# WHAT THE TASK REQUIRES:
What follows is a set of records, each of which is to be written out exactly.

# TASK DATA:
● ● ● ●
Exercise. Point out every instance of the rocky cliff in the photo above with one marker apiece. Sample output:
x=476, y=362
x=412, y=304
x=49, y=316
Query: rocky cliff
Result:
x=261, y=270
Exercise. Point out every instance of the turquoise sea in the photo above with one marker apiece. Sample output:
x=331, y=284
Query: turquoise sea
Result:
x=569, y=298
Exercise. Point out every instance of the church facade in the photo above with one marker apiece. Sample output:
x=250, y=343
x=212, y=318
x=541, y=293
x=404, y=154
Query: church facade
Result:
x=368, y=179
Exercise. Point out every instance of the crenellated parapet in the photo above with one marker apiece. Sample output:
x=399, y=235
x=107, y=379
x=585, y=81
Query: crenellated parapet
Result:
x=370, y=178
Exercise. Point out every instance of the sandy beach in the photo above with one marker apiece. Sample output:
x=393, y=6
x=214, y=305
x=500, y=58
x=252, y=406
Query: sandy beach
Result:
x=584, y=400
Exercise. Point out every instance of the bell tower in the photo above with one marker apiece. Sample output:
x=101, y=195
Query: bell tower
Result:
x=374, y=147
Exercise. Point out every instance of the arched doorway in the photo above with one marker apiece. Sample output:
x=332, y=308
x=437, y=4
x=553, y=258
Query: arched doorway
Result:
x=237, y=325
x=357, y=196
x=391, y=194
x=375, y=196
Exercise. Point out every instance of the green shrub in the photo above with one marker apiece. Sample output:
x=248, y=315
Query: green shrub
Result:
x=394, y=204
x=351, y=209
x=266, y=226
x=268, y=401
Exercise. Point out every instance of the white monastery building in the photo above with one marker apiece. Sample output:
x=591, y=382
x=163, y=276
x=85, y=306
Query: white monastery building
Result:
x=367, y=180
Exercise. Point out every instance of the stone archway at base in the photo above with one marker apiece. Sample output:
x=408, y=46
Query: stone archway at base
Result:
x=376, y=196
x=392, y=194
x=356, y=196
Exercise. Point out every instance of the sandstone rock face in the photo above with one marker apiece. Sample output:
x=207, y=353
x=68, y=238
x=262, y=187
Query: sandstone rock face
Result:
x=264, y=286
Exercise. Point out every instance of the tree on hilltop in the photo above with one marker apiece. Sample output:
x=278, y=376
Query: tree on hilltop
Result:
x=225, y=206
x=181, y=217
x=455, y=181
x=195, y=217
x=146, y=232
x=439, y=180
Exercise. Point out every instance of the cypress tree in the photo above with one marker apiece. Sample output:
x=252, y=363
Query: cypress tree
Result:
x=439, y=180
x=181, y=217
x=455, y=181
● ● ● ●
# TASK OUTPUT:
Exercise. Point out every instance of the rocky cliff in the photo above with one marker apiece. Sample output:
x=476, y=362
x=412, y=304
x=49, y=316
Query: rocky cliff
Result:
x=261, y=270
Exercise. Point out every instance of the turquoise sea in the photo above with one marker apiece. Sample output:
x=331, y=284
Query: turquoise sea
Result:
x=569, y=298
Exercise. Point out every instance of the church facade in the photo above with one marker apiece. Sample output:
x=250, y=343
x=212, y=318
x=541, y=293
x=404, y=154
Query: church facade
Result:
x=368, y=179
Exercise. Point out every instance of the crenellated parapet in the photo above with one marker apiece. Sample output:
x=399, y=235
x=107, y=379
x=585, y=81
Query: crenellated parapet
Result:
x=370, y=178
Exercise. Point out every instance of the sandy beach in the photo above with one marker apiece. Sample output:
x=393, y=6
x=214, y=305
x=500, y=58
x=252, y=406
Query: sandy beach
Result:
x=584, y=400
Exercise. Point out every instance of the bell tower in the photo above with one marker apiece. Sample output:
x=101, y=195
Query: bell tower
Result:
x=374, y=147
Exercise. Point out every instance of the arched doorway in the photo above with one marker apiece. Sample output:
x=332, y=308
x=437, y=4
x=553, y=258
Query: arched doorway
Result:
x=237, y=325
x=357, y=196
x=391, y=194
x=375, y=196
Exercise. Point out every instance of the green shrub in the photo above with one marker apiece. Sample output:
x=248, y=315
Query: green shrub
Result:
x=394, y=204
x=351, y=209
x=266, y=226
x=268, y=401
Exercise. Point out every instance of the white monastery building in the photo above with one marker apiece. Sample output:
x=591, y=382
x=163, y=276
x=85, y=306
Query: white monastery building
Result:
x=367, y=180
Exercise. Point out every instance of the stone archway at base in the photo above with one marker apiece. Sample output:
x=408, y=46
Query: stone archway at base
Result:
x=376, y=196
x=392, y=194
x=356, y=196
Exercise. Point out every instance of the sandstone rock face in the photo above with one marker apiece. Sample output:
x=207, y=353
x=68, y=238
x=262, y=187
Query: sandstone rock face
Result:
x=264, y=286
Exercise. Point out every instance of the tree on hilltop in the photo above with one marker apiece. Sample output:
x=278, y=376
Query: tree on hilltop
Result:
x=225, y=206
x=181, y=217
x=455, y=181
x=195, y=217
x=146, y=232
x=439, y=180
Exercise. Point out every instance of the cypress tree in the photo above with one marker apiece. Sample output:
x=252, y=363
Query: cypress tree
Result:
x=439, y=180
x=181, y=217
x=455, y=181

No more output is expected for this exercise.